» What you should do
Word for word and without images, transcribe all of the records.

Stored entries
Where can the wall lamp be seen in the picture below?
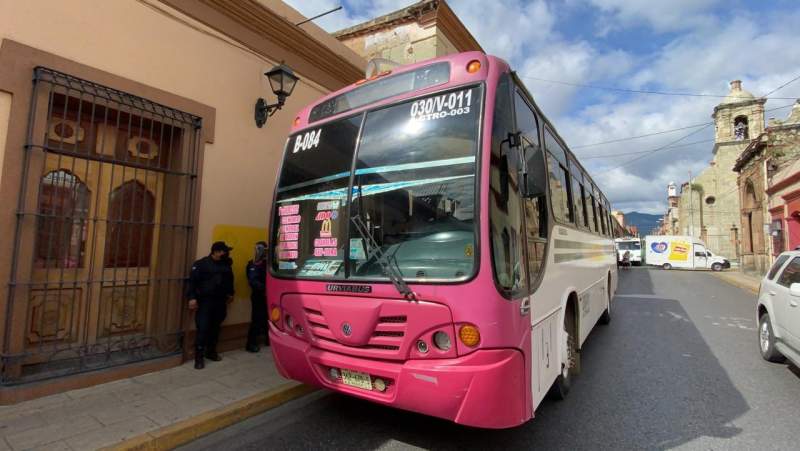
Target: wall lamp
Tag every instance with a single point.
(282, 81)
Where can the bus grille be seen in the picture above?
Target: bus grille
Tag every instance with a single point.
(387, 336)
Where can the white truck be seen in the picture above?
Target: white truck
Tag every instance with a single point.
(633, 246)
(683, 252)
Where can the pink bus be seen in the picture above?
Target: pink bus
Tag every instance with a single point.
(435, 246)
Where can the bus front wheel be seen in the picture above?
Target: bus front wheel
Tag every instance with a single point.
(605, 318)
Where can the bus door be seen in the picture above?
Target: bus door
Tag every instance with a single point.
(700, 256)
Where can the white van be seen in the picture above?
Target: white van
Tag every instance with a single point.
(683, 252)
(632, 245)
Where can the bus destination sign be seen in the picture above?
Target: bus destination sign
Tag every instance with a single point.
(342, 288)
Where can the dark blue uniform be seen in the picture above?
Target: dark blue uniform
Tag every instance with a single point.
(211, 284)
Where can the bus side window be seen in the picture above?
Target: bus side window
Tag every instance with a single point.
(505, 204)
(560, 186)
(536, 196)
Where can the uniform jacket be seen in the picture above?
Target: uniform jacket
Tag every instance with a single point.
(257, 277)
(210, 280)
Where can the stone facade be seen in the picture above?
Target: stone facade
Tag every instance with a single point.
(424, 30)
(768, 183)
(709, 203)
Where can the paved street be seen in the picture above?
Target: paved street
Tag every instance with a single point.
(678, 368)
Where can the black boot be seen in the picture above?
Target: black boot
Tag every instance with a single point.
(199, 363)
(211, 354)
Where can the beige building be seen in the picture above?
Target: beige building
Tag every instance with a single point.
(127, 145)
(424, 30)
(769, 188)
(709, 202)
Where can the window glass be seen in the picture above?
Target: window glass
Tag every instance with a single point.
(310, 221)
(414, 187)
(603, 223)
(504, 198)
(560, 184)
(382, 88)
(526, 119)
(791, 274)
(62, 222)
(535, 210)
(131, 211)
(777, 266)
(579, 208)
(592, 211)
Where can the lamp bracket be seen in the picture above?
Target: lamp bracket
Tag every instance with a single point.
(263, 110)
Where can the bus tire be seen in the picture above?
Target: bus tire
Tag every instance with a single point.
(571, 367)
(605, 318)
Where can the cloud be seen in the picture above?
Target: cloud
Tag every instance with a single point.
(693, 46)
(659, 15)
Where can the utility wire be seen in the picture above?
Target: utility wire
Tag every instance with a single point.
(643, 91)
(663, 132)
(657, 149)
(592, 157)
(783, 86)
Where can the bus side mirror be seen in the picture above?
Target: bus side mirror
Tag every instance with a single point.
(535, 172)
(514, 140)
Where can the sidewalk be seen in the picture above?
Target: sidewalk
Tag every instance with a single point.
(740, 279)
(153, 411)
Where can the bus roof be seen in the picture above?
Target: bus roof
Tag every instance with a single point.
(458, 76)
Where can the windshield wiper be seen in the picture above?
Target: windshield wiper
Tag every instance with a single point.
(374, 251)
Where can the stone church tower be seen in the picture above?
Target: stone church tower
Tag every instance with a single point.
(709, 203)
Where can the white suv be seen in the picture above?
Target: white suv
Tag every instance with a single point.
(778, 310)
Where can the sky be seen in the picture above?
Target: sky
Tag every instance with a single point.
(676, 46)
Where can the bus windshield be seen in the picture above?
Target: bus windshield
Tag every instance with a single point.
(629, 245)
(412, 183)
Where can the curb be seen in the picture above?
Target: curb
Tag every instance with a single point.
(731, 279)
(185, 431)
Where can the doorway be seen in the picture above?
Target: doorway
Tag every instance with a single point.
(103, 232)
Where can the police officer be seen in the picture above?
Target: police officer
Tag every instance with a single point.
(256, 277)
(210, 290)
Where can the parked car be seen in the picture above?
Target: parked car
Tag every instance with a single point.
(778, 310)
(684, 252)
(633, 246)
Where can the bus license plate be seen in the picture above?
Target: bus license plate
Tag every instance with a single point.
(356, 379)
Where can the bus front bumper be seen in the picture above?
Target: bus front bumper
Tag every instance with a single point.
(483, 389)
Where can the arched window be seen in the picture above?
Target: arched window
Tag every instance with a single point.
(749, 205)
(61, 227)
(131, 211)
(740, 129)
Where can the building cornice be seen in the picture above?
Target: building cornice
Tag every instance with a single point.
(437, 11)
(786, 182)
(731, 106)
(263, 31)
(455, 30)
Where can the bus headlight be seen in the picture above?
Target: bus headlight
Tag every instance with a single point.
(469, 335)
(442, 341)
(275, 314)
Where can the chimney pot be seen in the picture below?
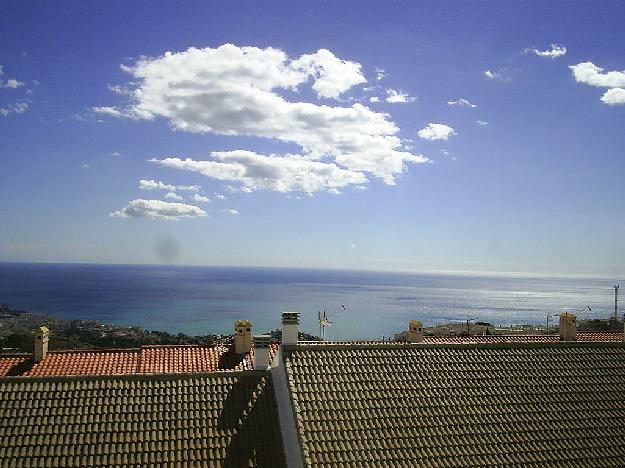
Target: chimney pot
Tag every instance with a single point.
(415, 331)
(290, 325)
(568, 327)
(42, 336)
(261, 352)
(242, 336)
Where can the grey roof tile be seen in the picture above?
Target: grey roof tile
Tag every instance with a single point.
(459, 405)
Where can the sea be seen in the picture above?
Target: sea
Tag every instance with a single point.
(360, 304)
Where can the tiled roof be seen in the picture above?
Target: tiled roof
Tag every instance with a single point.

» Written solution
Where can the wall lamp be seen in the picture below?
Target: wall lamp
Tag every instance with a single point.
(282, 81)
Where can the bus grille be seen in the picture above?
Target: bus grille
Tag every instance with a single point.
(387, 336)
Where can the white truck be seen in the picture above?
Target: white truck
Tag every instance with a single point.
(633, 246)
(683, 252)
Where can the pink bus be seen in the picture above?
Target: pink bus
Tag every instance with a single point.
(435, 246)
Where can the bus front wheel be seen in the picture above?
Target: bus front wheel
Tag every instance with a single point.
(605, 318)
Where can the bus door be seen in the picture above?
Target: bus door
Tag every instance with a single point.
(700, 256)
Where can the white van be seen in the picture above?
Target: white van
Tag every instance with a single point.
(683, 252)
(632, 245)
Where can the bus destination sign be seen in the picture above?
Target: bus destination sign
Tag every instance with a single point.
(342, 288)
Where can the dark blue uniform be seen in the picture above?
Target: dark blue uniform
Tag every instance with a single point.
(211, 284)
Where can the bus side window be seen in the picture above?
Target: bus side window
Tag every instance with a single point.
(505, 204)
(560, 186)
(536, 196)
Where can the uniform jacket be seen in the picture above?
Target: uniform jacket
Tag every instance with a single point.
(257, 277)
(210, 280)
Where can the stone facade be seen in the picture above?
Target: stone facade
Tag every instance with a single point.
(424, 30)
(768, 183)
(709, 203)
Where can the paved street be seen in the picture above?
Target: paved street
Tag every instance with a single point.
(678, 368)
Where can the black boot be seen in the picture above?
Target: black boot
Tag every instance with a single point.
(199, 363)
(211, 354)
Where can the beige building be seen in the picture above?
Target: beige building
Tag every instance with a single point.
(127, 145)
(424, 30)
(769, 188)
(709, 202)
Where can the window glass be seen in the picture above?
Target: window glass
Tag every instance with a single point.
(310, 221)
(414, 187)
(603, 223)
(504, 198)
(560, 184)
(382, 88)
(526, 119)
(791, 274)
(62, 222)
(535, 210)
(131, 211)
(777, 266)
(579, 208)
(592, 211)
Where can the lamp bracket be seen in the picture above?
Target: lamp bracket
Tag every instance with a single point.
(263, 110)
Where can the bus tire be seen in the picture above?
Target: bus tire
Tag every instance with a single point.
(571, 367)
(605, 318)
Where can the cloud be seen in the picture above?
Target: cloud
Tag every instance with a single point.
(693, 46)
(659, 15)
Where can the utility wire be seen in the picture above?
Target: utility wire
Tag every instance with a single point.
(643, 91)
(663, 132)
(657, 149)
(592, 157)
(783, 86)
Where can the bus side mirror be seen in the picture above?
Target: bus side mirror
Tag every instance with a single point.
(535, 172)
(514, 140)
Where can the sidewalk be seen in the picture above?
Target: sidewalk
Tag every instance with a single point.
(740, 279)
(153, 411)
Where can the bus roof be seen in the picture above?
Target: bus roof
Tag every instance with a single point.
(458, 76)
Where can the windshield wiper be seen in the picture above?
Target: windshield wiper
Tag every instance with a single point.
(374, 251)
Where can the stone church tower be seen in the picture above?
Target: stone church tower
Tag every instance with a single point.
(709, 203)
Where can the white suv be seen in the picture above?
Target: white suv
Tag every instance with a single point.
(778, 310)
Where can the sky be seen in the picture above?
Target: sky
Tag every instance with a single point.
(676, 46)
Where can the bus windshield be seen in the picture above?
Target: bus windshield
Tag every instance with a single point.
(629, 245)
(412, 183)
Where can the curb be seen in the picture above?
Target: curb
Tag every instance with a single point.
(731, 279)
(185, 431)
Where can the doorway be seen in the picture above?
Target: doorway
Tag every instance with a single point.
(103, 232)
Where can the police officer be seen in the picture above?
Target: police officer
Tag every instance with a single point.
(256, 277)
(210, 290)
Where can the parked car be seen in the picture above?
Target: parked car
Tag every instance with a single point.
(778, 310)
(684, 252)
(633, 246)
Where can the bus license plate be seen in the picture above?
Target: bus license plate
Tag every instance with a single point.
(356, 379)
Where can the bus front bumper be seen in the picture above?
Target: bus front bumper
Tag every instance with a single point.
(483, 389)
Where can the arched window be seen in the picture above?
Target: arched window
Tag every instance with a single point.
(749, 205)
(61, 227)
(131, 211)
(740, 129)
Where can the building cornice be seen in the picture above?
Target: building cornice
Tag every instance with a single point.
(437, 11)
(786, 182)
(731, 106)
(263, 31)
(455, 30)
Where can the bus headlight be seen in the picture above?
Target: bus headlight
Tag every instance with a single point.
(469, 335)
(442, 341)
(275, 314)
Where can the chimney pot be seen in the picture below?
Target: chimney pot
Tag every instance with a single point.
(415, 331)
(290, 325)
(568, 327)
(42, 336)
(261, 352)
(242, 336)
Where can the grey roof tile be seen in the picture above?
Target: grey roof tile
Tag every instance with a single point.
(459, 405)
Where can the sea be seen in the picture above?
Target: sea
Tag every instance with a single point.
(360, 304)
Where can the tiled roof be seen in the picture above?
Target: tiled roof
Tag every instance with a single point.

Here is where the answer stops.